**Source text:**
▼

Regression (miscellaneous topics)


This page covers several topics that are relevant for most kinds of regression analysis.

Basis functions

Many approaches to regression relate the expected value of the response variable to a linear predictor $x^\prime \beta$, such as the linear mean structure model $E[y|x] = x^\prime\beta$, or the single index model with link function $g$, $E[y] = g^{-1}(x^\prime\beta)$.

The linear mean structure model is linear in two senses – the conditional mean of $y$ given $x$ is linear in $x$ for fixed $\beta$, and it is linear in $\beta$ for fixed $x$. These two forms of linearity have very different implications. Linearity in $x$ for fixed $\beta$ is sometimes cited as a weakness of this type of model. People argue that it implies that modeling frameworks like ordinary least squares linear regression are only suitable for systems that behave linearly. Since most natural and social processes are not linear, this might seem to imply that such frameworks do not have broad utility.

However the (apparent) linearity of the mean structure model in the covariate vector $x$ is easily overcome. Long ago people realized that given a covariate $x$, say a person’s age, it is possible to include both $x$ and $x^2$ as covariates in a linear model. This retains the benefits of a linear estimation scheme, while allowing the model for the conditional mean function to be non-linear in the covariates.

Including powers of covariates (like $x^2$) is now seen as a less than ideal approach, but it may be the earliest example of a general technique utilizing “basis functions”. A family of basis functions is a collection of functions $g_1$, $g_2$, $\ldots$ such that we can include $g_1(x), g_2(x), \ldots$ as covariates in a model, in place of $x$. This allows the fitted mean function to take on any form that can be represented as a linear combination $\beta_1 g_1(x) + \beta_2 g_2(x) + \cdots$. Using a large collection of basis functions allows a large range of non-linear forms to be represented in this way. Basis functions thus allow non-linear mean structures to be fit to data using linear estimation techniques.

▲

**Entries:**
▼

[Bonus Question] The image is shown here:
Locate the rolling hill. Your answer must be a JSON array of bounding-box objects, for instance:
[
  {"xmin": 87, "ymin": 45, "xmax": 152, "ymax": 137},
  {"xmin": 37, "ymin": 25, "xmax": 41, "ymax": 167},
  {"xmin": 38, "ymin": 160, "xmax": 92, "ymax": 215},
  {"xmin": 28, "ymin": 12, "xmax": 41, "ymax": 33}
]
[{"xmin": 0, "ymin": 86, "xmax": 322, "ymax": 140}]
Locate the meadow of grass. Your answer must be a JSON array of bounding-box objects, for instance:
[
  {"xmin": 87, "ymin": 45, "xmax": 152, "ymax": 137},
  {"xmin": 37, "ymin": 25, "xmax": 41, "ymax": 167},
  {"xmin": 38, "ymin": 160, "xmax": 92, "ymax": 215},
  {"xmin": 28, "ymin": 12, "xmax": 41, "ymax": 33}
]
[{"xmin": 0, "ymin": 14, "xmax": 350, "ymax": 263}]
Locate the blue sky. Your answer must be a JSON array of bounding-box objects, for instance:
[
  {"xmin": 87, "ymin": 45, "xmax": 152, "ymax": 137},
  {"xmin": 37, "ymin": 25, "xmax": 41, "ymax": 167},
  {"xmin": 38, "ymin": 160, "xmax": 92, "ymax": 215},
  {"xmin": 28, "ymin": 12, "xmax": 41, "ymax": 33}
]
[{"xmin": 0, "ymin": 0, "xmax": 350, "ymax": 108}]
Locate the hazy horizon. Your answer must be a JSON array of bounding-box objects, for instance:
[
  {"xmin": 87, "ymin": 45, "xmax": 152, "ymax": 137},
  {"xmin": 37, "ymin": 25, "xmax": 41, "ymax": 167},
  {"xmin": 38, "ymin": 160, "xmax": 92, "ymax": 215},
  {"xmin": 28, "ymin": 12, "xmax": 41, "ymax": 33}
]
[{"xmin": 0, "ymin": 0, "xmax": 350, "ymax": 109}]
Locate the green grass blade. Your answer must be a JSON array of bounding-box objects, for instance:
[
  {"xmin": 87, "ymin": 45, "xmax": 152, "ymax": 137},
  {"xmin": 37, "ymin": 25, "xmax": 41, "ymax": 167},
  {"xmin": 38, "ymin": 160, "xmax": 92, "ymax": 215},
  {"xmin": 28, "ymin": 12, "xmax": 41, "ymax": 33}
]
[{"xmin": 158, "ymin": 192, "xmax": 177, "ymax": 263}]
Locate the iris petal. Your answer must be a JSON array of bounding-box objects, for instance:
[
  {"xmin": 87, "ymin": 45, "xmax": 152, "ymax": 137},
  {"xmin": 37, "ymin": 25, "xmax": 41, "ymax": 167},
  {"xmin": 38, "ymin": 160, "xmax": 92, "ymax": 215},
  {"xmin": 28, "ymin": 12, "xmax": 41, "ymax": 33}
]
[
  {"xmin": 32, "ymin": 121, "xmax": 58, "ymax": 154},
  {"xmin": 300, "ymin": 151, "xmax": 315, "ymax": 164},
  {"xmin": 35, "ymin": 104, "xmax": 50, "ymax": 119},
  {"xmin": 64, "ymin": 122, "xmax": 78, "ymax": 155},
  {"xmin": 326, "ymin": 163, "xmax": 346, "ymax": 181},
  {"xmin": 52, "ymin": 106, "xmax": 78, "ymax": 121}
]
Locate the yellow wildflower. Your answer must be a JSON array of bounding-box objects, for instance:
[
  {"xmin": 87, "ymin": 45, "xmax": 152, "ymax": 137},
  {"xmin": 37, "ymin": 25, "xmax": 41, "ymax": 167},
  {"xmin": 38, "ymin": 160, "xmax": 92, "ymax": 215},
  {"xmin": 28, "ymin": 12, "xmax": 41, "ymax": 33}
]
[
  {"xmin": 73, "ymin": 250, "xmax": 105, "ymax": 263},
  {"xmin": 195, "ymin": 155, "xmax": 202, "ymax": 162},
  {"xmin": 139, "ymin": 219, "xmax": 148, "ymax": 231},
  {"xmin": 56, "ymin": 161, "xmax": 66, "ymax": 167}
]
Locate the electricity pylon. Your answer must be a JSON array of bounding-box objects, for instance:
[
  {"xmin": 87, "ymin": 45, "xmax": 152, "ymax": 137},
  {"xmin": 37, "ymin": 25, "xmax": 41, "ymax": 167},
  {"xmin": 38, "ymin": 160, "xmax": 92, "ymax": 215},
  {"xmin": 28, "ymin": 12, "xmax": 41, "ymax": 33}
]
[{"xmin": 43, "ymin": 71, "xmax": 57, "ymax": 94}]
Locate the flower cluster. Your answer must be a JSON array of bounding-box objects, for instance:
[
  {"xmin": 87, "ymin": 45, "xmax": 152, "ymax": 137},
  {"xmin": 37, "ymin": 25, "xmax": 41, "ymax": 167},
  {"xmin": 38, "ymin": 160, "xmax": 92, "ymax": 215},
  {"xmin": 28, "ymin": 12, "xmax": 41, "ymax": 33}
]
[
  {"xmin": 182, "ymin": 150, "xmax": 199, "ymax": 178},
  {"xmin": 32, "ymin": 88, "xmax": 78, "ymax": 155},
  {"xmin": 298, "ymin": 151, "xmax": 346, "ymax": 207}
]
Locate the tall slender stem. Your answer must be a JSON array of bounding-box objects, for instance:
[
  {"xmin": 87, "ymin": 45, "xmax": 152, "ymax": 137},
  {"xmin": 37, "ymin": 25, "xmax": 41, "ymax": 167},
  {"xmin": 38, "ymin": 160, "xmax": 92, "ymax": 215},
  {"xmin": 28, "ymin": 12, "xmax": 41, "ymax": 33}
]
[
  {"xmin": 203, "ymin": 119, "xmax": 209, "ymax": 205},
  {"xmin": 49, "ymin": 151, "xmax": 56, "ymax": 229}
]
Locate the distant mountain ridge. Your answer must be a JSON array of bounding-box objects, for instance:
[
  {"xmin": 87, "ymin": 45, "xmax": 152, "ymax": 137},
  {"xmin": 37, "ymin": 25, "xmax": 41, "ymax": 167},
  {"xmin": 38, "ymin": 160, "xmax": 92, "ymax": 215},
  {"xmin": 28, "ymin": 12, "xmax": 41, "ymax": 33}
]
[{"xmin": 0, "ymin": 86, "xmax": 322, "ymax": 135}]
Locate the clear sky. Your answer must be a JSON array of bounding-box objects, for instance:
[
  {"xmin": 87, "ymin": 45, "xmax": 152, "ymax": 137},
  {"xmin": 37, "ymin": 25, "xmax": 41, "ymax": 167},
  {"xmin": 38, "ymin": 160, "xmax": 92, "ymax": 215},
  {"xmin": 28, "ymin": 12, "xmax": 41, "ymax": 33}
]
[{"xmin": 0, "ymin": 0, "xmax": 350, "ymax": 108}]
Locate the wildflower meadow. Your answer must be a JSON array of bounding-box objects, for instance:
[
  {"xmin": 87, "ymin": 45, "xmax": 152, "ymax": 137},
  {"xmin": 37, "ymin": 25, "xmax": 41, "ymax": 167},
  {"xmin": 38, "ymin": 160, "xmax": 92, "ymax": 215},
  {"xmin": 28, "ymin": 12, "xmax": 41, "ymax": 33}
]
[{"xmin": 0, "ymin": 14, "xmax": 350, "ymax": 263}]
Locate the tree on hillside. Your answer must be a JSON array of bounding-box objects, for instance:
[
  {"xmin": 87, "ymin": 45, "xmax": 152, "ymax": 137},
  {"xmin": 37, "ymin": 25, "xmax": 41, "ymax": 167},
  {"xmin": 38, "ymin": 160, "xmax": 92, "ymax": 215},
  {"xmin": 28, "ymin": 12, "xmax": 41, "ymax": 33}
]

▲

**Required work:**
A – According to the regression page, what covariate does it give as an example that could be included together with its square in a linear model?
B – Transcribe the regression page starting at "The linear mean structure model is" and ending at "have broad utility.".
The material was taken from a separate source that has nothing to do with the regression page.

**Responses per task:**
A – A person's age.

B –
The linear mean structure model is linear in two senses – the conditional mean of $y$ given $x$ is linear in $x$ for fixed $\beta$, and it is linear in $\beta$ for fixed $x$. These two forms of linearity have very different implications. Linearity in $x$ for fixed $\beta$ is sometimes cited as a weakness of this type of model. People argue that it implies that modeling frameworks like ordinary least squares linear regression are only suitable for systems that behave linearly. Since most natural and social processes are not linear, this might seem to imply that such frameworks do not have broad utility.